Task brief
Your answer should consist only of the line with "Can you find the rough" and the lines after it, reproduced exactly through the end of the entries below.

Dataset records
========================================================================

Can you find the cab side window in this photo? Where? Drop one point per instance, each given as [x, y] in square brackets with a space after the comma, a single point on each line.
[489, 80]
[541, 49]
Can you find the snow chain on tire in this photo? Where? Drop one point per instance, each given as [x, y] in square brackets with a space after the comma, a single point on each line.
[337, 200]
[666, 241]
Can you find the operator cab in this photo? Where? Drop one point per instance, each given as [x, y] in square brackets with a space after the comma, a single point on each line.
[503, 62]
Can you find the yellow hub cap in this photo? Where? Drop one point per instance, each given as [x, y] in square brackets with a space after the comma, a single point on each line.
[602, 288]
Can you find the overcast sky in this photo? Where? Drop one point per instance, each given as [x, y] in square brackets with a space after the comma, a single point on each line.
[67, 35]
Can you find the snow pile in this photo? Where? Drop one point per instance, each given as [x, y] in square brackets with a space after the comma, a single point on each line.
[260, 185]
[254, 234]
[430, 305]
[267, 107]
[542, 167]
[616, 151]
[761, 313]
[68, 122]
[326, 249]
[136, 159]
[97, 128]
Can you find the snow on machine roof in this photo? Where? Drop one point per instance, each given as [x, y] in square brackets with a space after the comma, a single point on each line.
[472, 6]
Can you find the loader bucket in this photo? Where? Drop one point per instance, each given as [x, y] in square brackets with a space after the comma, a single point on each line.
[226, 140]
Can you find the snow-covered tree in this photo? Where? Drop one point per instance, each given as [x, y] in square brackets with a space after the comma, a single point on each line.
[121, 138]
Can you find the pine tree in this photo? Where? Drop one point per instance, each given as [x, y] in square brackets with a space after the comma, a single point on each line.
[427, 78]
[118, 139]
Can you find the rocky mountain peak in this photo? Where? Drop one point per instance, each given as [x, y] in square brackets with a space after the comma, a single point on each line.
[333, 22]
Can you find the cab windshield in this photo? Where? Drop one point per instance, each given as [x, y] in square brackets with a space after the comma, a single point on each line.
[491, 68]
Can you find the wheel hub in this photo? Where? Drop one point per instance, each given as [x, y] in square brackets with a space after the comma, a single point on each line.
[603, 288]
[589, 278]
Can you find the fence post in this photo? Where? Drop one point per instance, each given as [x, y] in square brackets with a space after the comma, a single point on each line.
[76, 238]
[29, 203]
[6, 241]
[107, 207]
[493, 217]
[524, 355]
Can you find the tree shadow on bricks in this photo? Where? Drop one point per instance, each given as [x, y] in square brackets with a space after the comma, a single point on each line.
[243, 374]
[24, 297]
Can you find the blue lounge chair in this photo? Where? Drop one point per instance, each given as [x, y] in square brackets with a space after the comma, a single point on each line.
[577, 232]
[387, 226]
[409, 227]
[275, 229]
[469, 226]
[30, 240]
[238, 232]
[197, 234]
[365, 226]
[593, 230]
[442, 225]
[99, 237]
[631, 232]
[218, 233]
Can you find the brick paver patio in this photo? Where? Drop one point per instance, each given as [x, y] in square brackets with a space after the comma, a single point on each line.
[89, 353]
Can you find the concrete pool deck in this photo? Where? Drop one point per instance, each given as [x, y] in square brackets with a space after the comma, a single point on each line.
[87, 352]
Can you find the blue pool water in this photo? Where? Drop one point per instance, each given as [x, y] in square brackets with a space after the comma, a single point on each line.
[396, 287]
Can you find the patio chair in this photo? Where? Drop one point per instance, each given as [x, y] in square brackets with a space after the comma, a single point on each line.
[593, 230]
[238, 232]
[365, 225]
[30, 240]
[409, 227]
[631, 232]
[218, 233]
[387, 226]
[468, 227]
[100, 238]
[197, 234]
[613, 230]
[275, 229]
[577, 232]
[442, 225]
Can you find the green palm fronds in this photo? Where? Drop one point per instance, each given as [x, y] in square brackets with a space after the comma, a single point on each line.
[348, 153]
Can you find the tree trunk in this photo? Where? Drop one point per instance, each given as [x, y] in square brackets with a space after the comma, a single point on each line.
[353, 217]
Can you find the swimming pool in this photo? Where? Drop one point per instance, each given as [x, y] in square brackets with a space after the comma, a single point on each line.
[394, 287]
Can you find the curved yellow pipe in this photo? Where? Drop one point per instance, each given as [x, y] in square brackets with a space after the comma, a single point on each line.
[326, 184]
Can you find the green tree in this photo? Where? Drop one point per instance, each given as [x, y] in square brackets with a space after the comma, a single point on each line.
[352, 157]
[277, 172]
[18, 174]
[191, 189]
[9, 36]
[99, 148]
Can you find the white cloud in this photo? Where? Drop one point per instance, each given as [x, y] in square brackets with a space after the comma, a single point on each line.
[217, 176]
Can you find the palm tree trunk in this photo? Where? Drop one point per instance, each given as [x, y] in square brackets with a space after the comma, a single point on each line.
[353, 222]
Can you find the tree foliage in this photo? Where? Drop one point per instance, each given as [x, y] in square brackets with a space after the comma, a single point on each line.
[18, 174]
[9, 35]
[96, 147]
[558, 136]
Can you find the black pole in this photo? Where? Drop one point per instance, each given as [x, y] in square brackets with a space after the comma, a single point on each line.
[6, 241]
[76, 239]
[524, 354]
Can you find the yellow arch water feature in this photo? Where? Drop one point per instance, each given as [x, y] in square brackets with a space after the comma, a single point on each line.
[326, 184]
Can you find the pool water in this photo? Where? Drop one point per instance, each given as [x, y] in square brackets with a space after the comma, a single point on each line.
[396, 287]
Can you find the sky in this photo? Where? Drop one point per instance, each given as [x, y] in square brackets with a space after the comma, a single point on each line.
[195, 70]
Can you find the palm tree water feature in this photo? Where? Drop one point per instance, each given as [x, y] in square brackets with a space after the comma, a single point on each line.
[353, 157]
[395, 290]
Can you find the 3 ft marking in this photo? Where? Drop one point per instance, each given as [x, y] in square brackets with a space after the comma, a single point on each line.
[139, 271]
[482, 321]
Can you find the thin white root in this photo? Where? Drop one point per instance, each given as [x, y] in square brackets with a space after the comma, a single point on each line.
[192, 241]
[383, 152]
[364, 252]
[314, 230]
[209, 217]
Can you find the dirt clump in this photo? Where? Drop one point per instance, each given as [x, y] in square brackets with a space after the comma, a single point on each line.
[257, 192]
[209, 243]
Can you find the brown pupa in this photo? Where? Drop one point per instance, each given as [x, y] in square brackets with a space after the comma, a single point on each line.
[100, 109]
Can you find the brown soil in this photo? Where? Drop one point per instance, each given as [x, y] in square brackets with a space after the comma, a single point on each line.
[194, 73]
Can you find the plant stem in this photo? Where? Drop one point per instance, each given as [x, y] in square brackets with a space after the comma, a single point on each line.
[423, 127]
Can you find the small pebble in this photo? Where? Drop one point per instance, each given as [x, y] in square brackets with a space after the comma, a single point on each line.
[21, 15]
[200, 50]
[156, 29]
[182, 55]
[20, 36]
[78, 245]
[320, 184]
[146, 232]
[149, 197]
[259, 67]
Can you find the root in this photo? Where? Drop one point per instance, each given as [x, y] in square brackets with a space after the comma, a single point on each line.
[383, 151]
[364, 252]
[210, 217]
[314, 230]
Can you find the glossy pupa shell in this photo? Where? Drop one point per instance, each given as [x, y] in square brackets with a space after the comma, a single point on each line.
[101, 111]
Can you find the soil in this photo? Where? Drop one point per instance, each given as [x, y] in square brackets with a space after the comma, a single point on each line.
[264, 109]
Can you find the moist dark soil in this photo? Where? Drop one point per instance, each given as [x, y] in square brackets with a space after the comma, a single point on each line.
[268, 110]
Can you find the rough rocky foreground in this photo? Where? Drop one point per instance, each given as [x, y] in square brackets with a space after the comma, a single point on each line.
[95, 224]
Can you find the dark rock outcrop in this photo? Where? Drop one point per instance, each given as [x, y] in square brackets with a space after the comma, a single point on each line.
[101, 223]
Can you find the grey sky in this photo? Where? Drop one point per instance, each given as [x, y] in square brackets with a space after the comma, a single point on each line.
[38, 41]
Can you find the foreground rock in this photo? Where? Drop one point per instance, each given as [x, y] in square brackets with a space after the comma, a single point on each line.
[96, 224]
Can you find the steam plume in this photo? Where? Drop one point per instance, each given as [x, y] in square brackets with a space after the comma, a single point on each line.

========================================================================

Answer to this task
Can you find the rough rocky foreground in this photo? Where? Drop one point per instance, each given as [x, y] in square brackets with a space after the comma, a single point on each line.
[95, 224]
Can you find the dark rock outcrop in this photo? Where? Drop one point per instance, each given as [x, y] in square brackets with a space after the comma, a single point on each line.
[101, 223]
Can you find the grey sky in this photo? Where? Drop one point per instance, each given as [x, y] in square brackets with a space after the comma, a single point on each line.
[38, 41]
Can you find the foreground rock in this photo? Where? Drop one point per instance, each given as [x, y] in square brackets with a space after the comma, a single point on each line.
[96, 224]
Can you find the steam plume in this photo? Where? Drop one point per instance, each given as [x, y] in square brackets with a space after the comma, a single point on each line.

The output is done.